Information given
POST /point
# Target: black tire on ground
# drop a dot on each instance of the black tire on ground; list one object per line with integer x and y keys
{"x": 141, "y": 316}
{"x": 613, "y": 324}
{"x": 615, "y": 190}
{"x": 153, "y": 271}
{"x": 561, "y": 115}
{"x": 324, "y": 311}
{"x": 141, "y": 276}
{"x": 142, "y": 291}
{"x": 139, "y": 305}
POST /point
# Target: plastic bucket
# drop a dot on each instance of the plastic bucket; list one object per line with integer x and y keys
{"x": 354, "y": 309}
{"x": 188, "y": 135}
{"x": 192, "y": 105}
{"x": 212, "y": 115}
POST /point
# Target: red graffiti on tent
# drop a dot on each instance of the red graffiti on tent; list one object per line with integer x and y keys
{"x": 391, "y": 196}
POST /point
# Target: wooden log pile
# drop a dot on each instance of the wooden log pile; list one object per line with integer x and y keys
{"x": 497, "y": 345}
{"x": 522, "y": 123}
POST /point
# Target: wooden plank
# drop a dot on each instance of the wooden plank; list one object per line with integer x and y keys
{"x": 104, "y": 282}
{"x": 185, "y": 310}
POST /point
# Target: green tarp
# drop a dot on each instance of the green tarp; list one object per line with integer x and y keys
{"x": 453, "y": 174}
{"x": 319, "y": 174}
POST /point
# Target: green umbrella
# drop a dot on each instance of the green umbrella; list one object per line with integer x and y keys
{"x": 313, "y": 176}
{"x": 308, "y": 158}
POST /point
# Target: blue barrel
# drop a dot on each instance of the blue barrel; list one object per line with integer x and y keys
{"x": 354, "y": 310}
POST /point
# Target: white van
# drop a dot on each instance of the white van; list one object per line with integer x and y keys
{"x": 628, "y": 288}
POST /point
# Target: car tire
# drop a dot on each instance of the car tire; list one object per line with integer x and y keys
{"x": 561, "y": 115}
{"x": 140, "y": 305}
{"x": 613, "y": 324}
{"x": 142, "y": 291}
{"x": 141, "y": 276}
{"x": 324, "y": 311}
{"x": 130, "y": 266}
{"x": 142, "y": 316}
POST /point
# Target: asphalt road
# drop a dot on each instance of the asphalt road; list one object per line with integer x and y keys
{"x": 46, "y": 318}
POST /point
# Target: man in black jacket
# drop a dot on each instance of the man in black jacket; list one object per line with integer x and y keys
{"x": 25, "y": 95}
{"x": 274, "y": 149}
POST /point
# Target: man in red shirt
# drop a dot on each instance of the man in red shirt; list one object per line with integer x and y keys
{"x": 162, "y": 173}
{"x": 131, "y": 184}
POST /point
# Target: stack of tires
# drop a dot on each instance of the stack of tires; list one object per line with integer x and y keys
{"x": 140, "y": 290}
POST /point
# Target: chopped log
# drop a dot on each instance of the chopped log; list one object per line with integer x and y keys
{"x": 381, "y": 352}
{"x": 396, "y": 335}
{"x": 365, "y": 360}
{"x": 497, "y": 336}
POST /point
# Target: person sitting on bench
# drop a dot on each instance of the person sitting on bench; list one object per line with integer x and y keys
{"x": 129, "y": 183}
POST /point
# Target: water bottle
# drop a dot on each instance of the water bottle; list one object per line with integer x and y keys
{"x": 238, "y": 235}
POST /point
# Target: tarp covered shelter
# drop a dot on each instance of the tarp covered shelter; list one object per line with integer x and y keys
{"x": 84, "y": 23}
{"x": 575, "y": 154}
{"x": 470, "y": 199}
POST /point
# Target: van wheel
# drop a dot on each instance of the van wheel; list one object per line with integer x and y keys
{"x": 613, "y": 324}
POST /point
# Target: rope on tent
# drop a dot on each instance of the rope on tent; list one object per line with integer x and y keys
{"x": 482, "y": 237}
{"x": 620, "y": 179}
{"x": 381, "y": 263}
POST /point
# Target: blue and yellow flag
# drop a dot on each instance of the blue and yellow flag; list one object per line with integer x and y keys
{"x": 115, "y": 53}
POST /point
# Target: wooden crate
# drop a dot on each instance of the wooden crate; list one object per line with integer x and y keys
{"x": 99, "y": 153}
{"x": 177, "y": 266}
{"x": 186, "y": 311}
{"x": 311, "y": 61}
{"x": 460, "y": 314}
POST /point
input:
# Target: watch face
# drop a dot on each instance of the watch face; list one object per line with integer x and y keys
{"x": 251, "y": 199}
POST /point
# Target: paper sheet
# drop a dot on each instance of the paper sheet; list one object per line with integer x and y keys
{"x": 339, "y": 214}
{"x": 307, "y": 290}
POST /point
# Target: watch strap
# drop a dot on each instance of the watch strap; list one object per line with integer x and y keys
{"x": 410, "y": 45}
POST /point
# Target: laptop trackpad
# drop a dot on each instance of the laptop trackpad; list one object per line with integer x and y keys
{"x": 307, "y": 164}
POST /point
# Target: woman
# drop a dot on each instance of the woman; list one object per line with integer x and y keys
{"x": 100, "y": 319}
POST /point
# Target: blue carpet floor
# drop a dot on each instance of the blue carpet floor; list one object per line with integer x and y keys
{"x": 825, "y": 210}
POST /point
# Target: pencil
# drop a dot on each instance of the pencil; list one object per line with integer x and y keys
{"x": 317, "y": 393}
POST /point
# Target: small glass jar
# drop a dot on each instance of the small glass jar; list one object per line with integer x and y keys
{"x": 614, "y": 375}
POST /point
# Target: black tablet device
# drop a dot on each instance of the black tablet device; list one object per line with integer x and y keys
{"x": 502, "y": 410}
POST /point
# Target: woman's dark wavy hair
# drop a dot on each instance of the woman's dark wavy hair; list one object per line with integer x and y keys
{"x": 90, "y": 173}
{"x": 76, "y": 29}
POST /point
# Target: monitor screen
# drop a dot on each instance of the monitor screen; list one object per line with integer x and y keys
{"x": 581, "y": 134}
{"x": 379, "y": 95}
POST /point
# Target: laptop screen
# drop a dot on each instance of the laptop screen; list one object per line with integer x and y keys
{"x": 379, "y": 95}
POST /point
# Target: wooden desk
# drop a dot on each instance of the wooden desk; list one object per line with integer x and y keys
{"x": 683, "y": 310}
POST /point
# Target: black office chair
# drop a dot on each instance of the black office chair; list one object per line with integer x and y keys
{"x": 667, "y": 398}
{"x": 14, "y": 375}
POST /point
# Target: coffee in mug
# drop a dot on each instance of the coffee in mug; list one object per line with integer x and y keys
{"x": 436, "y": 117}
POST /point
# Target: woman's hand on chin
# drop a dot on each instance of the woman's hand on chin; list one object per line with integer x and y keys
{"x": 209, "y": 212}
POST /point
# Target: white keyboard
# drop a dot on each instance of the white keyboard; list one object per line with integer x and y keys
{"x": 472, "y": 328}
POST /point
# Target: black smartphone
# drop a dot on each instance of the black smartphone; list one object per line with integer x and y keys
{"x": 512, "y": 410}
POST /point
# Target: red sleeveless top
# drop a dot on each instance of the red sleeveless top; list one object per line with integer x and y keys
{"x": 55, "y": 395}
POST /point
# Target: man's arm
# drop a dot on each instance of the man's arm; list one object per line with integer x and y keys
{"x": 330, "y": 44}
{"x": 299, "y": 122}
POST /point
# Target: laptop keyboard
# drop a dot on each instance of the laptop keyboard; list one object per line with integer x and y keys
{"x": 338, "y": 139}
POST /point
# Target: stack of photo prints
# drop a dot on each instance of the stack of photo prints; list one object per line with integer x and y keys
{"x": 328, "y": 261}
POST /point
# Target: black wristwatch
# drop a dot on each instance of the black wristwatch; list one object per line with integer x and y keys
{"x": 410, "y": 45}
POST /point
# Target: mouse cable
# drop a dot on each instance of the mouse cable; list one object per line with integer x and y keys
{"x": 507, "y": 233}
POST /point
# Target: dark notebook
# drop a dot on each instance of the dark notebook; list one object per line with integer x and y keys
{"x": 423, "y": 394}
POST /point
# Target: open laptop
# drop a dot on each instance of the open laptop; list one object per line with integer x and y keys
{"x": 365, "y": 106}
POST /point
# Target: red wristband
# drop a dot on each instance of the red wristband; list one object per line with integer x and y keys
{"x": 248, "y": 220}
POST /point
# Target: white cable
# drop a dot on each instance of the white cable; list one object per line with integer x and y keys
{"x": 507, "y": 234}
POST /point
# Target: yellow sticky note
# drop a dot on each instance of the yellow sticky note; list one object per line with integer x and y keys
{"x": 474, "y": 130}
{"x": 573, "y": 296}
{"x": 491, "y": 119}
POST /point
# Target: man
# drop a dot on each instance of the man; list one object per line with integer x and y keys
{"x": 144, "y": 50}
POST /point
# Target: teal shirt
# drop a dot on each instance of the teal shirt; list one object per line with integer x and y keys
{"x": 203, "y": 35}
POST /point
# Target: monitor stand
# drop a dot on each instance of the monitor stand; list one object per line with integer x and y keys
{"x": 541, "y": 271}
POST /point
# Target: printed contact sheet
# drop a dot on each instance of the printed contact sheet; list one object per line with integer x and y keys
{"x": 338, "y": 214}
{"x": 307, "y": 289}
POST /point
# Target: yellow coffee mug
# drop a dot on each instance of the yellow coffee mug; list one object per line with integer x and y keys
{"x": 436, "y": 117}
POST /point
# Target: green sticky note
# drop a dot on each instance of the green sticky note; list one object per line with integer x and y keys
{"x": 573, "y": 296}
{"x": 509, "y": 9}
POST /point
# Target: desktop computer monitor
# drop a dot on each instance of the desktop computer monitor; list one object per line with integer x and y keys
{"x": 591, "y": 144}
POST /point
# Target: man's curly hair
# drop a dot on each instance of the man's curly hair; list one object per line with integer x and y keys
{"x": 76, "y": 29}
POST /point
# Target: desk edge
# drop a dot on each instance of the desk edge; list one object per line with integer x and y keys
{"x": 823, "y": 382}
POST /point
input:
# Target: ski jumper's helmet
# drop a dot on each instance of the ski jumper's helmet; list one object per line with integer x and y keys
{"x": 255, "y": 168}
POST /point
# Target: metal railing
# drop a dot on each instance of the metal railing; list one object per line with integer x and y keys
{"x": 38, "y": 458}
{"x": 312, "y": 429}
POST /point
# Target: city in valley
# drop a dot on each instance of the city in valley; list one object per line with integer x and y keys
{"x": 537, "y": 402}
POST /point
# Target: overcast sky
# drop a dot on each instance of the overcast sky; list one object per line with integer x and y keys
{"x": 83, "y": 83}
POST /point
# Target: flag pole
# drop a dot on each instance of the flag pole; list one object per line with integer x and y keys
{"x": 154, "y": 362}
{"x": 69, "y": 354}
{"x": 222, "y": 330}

To be done
Return each line of the data above that contains the word "yellow".

Exercise answer
# Target: blue and yellow flag
# drop a dot on each instance of the blue and yellow flag; list one object per line with integer x and y keys
# Target: yellow sticky note
# drop a dot on each instance of the yellow sticky note; list one object per line with integer x and y keys
# Target: yellow coffee mug
# drop a dot on each instance of the yellow coffee mug; list one object per line with integer x and y keys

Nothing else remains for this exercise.